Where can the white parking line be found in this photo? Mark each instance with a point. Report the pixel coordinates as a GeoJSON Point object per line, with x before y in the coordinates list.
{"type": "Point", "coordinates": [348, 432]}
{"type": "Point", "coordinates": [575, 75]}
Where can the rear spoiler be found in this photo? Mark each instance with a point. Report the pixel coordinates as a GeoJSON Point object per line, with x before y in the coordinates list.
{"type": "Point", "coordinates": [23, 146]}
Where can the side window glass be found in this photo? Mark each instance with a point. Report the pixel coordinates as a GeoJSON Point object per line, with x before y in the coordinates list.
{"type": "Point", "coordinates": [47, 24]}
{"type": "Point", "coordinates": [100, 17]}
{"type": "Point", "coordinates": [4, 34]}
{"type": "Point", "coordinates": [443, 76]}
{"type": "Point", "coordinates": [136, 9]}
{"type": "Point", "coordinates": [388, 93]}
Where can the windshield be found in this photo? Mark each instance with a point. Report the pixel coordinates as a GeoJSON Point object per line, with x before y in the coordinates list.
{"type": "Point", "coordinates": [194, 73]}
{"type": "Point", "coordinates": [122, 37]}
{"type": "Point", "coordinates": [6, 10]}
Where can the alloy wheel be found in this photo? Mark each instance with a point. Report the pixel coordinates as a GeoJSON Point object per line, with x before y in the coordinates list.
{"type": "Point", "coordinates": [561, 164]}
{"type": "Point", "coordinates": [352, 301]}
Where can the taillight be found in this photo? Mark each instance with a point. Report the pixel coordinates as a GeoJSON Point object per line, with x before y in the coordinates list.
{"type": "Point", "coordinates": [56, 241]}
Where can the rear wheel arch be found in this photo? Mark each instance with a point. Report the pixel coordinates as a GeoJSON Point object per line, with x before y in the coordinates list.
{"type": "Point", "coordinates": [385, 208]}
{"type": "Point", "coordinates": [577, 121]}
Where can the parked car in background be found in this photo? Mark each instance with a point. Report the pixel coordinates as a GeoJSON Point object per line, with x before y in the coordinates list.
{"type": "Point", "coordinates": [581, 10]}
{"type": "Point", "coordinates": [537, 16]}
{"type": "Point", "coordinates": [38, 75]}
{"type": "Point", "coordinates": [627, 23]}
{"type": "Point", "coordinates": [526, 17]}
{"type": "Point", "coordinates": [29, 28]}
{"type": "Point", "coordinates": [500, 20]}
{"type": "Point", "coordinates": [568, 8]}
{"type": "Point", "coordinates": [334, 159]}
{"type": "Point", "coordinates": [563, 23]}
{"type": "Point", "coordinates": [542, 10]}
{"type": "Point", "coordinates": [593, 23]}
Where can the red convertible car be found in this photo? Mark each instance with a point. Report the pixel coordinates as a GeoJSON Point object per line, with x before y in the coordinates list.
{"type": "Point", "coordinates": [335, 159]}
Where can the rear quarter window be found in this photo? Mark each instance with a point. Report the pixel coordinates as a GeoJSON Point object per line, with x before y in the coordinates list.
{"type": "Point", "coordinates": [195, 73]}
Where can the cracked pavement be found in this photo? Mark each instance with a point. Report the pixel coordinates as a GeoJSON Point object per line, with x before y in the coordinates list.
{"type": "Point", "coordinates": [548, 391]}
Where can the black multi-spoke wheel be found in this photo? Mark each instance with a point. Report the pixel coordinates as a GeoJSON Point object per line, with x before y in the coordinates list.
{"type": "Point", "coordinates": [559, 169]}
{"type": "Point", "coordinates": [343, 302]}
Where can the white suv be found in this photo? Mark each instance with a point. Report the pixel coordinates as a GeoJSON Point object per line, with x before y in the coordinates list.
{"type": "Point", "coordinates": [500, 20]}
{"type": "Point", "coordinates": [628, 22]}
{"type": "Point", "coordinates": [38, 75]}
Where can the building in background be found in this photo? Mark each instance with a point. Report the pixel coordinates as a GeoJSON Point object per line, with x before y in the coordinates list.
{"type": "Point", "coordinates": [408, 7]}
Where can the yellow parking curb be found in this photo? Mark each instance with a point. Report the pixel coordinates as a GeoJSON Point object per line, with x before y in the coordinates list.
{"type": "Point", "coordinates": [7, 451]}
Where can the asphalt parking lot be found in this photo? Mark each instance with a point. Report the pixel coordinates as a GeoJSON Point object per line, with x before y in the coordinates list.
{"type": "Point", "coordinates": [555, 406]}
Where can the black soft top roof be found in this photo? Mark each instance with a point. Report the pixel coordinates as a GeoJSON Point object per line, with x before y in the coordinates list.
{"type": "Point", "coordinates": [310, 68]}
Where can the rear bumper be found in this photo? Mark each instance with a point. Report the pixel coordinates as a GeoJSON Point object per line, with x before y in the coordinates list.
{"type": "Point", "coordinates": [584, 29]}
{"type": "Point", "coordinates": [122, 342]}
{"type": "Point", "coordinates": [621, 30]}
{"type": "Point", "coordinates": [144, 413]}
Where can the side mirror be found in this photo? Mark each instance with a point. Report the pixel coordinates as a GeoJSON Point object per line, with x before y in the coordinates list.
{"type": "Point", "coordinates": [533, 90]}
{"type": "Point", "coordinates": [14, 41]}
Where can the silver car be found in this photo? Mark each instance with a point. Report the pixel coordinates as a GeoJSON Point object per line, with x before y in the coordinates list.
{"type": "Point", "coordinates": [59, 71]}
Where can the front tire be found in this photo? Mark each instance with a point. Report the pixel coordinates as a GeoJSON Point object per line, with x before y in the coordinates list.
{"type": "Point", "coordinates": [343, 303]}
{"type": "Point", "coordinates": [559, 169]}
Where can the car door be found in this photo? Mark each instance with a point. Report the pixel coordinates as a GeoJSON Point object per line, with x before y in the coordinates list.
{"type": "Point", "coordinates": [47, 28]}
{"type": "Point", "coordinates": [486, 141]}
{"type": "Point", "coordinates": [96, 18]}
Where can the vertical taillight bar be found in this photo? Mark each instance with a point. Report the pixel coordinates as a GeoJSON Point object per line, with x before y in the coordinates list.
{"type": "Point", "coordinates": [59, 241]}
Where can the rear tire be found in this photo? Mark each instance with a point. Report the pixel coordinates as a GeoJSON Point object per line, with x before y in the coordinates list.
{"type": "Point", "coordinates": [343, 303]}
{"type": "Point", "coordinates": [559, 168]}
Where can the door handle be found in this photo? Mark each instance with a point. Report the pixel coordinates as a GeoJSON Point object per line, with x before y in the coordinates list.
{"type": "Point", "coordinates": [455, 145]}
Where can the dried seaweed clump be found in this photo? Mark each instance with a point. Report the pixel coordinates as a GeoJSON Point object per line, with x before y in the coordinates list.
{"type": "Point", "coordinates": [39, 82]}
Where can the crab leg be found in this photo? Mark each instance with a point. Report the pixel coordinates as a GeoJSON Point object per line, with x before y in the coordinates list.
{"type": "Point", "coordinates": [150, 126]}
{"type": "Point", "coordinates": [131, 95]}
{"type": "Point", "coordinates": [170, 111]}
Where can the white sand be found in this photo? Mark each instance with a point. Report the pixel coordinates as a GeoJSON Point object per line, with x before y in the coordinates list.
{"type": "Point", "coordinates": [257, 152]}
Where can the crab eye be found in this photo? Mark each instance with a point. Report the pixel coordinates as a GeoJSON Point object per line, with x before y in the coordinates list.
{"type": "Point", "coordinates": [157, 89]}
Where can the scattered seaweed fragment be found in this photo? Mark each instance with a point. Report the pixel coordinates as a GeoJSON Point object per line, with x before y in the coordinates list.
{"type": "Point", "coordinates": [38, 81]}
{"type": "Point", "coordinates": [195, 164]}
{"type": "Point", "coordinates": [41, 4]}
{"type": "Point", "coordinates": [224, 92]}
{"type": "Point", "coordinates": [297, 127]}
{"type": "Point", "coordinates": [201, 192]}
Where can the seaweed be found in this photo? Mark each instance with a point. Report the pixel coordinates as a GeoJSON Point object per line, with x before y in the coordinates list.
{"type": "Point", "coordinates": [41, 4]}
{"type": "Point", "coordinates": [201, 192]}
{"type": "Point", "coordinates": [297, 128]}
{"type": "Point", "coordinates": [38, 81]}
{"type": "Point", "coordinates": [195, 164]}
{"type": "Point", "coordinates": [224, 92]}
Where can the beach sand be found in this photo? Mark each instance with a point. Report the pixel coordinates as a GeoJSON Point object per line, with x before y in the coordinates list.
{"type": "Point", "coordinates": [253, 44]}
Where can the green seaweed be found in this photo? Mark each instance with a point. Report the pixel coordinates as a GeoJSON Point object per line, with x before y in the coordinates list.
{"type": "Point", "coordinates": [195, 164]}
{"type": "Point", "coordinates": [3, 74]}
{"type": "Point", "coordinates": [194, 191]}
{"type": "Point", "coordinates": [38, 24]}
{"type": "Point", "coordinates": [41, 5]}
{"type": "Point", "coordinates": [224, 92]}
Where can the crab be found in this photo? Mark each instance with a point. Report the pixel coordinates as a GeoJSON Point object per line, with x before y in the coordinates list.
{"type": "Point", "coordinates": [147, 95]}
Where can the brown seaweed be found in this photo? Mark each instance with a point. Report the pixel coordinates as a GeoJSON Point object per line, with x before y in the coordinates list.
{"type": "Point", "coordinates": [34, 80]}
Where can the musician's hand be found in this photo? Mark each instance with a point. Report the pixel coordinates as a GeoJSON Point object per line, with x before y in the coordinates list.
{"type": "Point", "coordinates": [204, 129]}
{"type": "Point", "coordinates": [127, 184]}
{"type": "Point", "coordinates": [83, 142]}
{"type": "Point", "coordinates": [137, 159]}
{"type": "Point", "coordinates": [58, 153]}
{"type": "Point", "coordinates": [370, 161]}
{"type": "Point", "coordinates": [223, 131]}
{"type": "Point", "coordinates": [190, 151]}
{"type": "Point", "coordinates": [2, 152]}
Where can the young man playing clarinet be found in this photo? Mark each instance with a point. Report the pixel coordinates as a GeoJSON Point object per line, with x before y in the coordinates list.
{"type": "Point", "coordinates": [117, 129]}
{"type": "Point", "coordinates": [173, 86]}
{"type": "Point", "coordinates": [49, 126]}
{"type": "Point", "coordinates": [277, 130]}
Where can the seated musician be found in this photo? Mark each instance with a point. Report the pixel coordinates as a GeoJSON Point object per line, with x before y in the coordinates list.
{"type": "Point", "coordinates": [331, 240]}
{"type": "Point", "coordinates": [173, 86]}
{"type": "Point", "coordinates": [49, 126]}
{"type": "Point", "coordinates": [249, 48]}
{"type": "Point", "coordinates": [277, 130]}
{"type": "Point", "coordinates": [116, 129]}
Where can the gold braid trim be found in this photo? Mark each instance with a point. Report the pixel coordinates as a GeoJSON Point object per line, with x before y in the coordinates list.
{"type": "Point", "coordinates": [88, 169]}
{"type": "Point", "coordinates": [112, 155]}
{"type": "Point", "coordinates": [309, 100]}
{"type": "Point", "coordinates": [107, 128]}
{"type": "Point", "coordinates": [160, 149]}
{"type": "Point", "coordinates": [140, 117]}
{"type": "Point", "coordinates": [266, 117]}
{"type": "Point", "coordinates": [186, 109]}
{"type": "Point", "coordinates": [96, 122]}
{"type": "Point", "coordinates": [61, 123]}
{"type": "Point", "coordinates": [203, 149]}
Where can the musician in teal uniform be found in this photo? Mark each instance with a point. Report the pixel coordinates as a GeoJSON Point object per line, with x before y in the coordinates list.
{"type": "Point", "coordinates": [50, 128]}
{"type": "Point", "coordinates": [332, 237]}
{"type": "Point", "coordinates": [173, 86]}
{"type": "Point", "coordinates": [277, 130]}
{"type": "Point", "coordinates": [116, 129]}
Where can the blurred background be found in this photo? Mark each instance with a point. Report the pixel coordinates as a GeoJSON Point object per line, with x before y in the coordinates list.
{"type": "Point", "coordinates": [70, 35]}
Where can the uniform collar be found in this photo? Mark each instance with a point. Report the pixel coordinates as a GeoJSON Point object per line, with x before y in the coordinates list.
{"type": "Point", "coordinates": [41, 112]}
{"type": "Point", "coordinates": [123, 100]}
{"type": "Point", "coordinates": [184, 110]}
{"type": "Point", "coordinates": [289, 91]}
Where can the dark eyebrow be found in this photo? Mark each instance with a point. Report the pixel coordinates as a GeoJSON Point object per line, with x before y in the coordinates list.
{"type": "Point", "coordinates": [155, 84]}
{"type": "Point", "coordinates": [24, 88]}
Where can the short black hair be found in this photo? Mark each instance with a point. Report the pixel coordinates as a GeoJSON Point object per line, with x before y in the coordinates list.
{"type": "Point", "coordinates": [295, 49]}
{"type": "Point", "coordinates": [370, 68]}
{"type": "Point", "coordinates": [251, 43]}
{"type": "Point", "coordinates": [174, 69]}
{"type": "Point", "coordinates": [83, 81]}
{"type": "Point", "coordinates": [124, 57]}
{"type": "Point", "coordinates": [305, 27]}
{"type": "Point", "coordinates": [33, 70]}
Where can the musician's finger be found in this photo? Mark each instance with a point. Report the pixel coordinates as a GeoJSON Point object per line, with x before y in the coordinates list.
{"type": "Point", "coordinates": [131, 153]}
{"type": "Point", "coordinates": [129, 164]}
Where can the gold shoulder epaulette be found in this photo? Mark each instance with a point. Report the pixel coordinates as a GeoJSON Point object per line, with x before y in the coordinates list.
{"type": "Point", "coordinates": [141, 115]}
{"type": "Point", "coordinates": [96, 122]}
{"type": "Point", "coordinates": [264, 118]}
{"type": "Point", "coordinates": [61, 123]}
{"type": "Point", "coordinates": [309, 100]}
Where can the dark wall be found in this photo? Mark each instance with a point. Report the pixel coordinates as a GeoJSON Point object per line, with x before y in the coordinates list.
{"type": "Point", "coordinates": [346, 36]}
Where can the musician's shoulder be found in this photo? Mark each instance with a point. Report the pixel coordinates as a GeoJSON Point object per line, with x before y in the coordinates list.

--------

--- What you are asked to do ---
The required result is an exact repeat of the records above from the line containing "Where can the dark wall" to their final line.

--- Result ---
Where can the dark wall be found in this photo? Mark each instance with a point. Report the pixel coordinates as a GeoJSON Point object per line, with x before y in the coordinates list.
{"type": "Point", "coordinates": [346, 36]}
Where can the musician's shoulder be found in this photo? Mark each instance with a point. Report the pixel coordinates as a GeoJSON Point object per line, with x before y in the coordinates list.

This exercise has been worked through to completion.